┌─ 本文抜粋
ハーレクイン・ロマンスから、ブック・クラブまで、文学を搦手から攻める -尾崎俊介『ホールデンの肖像』を読む-

 尾崎俊介ホールデンの肖像』を読んだ。

ホールデンの肖像―ペーパーバックからみるアメリカの読書文化

ホールデンの肖像―ペーパーバックからみるアメリカの読書文化

 

  内容は紹介文にある通り、

ペーパーバック研究から横滑りして、ハーレクイン・ロマンスから、果てはブック・クラブ事情へ “日本エッセイスト・クラブ賞”受賞・アメリカ文学者による縦横無尽のビブリオ評論&エッセイ。

というもの。
 米文学を搦手から攻める良書。*1

 以下、特に面白かったところだけ。

映画向けに削除版を売る

 この種の削除版にも少しはメリットがあったのかも知れない (18頁)

 小説が映画化された場合、映画にする分内容を縮めてしまう。
 なので、映画をみてから原作を読む読者を面食らわせてしまう可能性があった。
 そこで、古き良きアメリカン・ペーパーバックの黄金時代には、映画版に合わせて原作をところどころカットしてしまうことが、しばしばあったという。
 もちろん作者にしてみれば、たまったもんじゃないが。
 たとえば、1948年のペーパーバック版『アンナ・カレーニナ』は、大幅な削除版である。*2
 しかも、この本はベストセラーになったようだ。

ロマンス小説は女性の味方

 ロマンスという文学ジャンルが、その決して短くない歴史の全期間を通じ、一貫して「女性の味方」だった (86頁)

 膨大なロマンス小説が、ヒロインのもとにいつか必ず白馬の騎士がやってきて、ヒロインの悩みや不幸は結婚ですべて解消する、というワンパターンなメッセージを繰り返し発信し続けた。
 これにより、各時代の過酷な現実に直面して意気阻喪した女性たちを励ましていった。
 そのことを著者はポジティブに見ている。
 ロマンスは麻薬というか痛み止めなのだ、といったところであろうか。*3

戦争をよそに

 現代もののロマンス小説の中で戦争が描かれることはきわめて少なく、それゆえ兵士がヒーローとなるロマンスも少ない (92頁)

 ロマンス小説はある程度の期間をおいて再販されることを前提にしている商品だというのが、その理由である。
 また、ロマンス小説というのは、基本的に「逃避文学」なので、現実は必ずしも直視しない。
 ゆえに、ビートや怒れる若者の時代だった1950年代には、ロマンス小説では「ドクター・ナースもの」が流行っていたのである。*4

それじゃあ物足りない

 「ベータ・ヒーロー」の誕生である。 (164頁)
└─
┌─ データ一覧
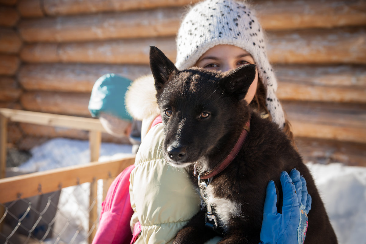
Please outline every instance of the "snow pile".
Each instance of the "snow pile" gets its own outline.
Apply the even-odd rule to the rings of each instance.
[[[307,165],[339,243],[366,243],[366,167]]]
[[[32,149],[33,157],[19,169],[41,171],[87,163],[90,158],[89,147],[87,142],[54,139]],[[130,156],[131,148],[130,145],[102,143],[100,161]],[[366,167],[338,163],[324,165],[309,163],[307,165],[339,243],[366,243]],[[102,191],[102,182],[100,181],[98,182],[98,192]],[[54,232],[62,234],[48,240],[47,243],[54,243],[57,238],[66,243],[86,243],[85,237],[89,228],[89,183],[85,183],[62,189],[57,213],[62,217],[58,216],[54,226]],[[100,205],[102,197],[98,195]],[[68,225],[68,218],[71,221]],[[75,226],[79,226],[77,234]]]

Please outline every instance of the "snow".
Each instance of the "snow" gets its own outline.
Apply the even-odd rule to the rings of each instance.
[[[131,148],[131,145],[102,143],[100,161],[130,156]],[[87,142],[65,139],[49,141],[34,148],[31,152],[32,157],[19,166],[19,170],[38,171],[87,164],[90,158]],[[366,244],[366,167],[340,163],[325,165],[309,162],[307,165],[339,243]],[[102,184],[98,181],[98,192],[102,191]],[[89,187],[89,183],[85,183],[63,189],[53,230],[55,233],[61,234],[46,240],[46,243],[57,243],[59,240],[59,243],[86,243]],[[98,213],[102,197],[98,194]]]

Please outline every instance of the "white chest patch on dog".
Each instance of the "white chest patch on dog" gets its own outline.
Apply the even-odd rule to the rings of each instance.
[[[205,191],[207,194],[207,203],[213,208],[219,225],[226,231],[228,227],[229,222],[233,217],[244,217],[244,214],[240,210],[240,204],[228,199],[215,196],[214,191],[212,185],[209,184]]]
└─
┌─ データ一覧
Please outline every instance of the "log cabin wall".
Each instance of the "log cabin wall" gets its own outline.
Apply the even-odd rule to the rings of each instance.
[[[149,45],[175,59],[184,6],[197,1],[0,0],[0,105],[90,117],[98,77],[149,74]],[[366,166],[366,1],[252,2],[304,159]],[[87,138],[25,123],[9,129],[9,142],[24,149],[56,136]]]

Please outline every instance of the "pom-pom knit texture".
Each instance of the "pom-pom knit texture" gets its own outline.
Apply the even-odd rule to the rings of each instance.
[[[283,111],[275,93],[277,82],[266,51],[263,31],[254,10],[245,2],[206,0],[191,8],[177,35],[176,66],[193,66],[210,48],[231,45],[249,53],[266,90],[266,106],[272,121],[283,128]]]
└─
┌─ データ一覧
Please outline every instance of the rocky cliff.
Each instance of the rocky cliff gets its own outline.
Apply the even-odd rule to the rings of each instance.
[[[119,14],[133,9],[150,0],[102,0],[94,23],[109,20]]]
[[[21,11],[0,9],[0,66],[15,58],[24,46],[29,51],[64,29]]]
└─
課題 1:
『ホールデンの肖像』を読んだ本文を、2文で要約してください。
課題 2:
『ホールデンの肖像』を読んだ本文を、最後の「「ベータ・ヒーロー」の誕生である。 (164頁)」の後から書き継いでください。

解答 1:
本文は、ペーパーバック研究からハーレクイン・ロマンス、ブック・クラブ事情へと話を広げる尾崎俊介『ホールデンの肖像』を読み、特に面白かったところを挙げている。たとえば、ペーパーバックの黄金時代には映画版に合わせて原作を削ることがしばしばあったことや、ロマンス小説が一貫して「女性の味方」であり、逃避文学として戦争をほとんど描かなかったことが紹介されている。

解答 2:
 1990年代になると、ヒロインを翻弄したり蹂躙したりする横暴で謎めいたタイプの「アルファ・ヒーロー」は登場しにくくなる。*5
 その代わりに、ヒロインの心に敬意を払い、親切に接するような礼儀正しいヒーロー、すなわち「ベータ・ヒーロー」が登場する。
 しかしながら、読者には、こういうヒーローは、物足りないところがあるという。*6
 ロマンス小説では、偉ぶった男性が最終的には女性にへりくだって愛を求める、という女性による「征服」的エンディングで終わるのが定番だが、「ベータ・ヒーロー」だと、物足りなくなるそうだ。
 「攻略」し甲斐がないからであろう。

女性たちのブッククラブ

 では何について語り合うのかというと、作品にかこつけて、ブッククラブのメンバーの一人ひとりが自分のことを語るのである。 (244頁)

 米国における女性たち中心のブッククラブについての話である。
 そこで行われる文学作品に対する議論はどこがいいのか悪いのか、なぜよいのか悪いのか、という分析ではない。
 こういうのは、男性が良くやる談義であろうが、女性たちの場合それとは別の傾向にある。
 どの登場人物に共感できるか。
 それが、女性たちのブッククラブで良く使われるディスカッションテーマなのである。
 登場人物に自己投影して、そこから自分の過去をとうとうと語る。

 これによって、自分の人生、自分自身についての理解を深めることを目的にしている(245頁)。

 そして、ブッククラブで読まれるのは、そうした自己投影がしやすい小説ばかりになり、主人公が女性か、脇役に女性が多い、登場する女性の多くが中産階級以上、下品な場面がない、などの条件で選ばれる傾向にあるという。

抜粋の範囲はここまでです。